:: Items ::
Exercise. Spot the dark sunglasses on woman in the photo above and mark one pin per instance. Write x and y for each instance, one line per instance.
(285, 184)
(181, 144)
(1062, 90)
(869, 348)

:: What the exercise asks ::
Render the records as a JSON list of strings, one string per line, and leave out any blank lines.

:: Exercise response ::
[
  "Exercise. Spot the dark sunglasses on woman in the photo above and mark one pin per instance. Write x and y for each instance, one line per instance.",
  "(285, 184)",
  "(181, 144)",
  "(1062, 90)",
  "(869, 348)"
]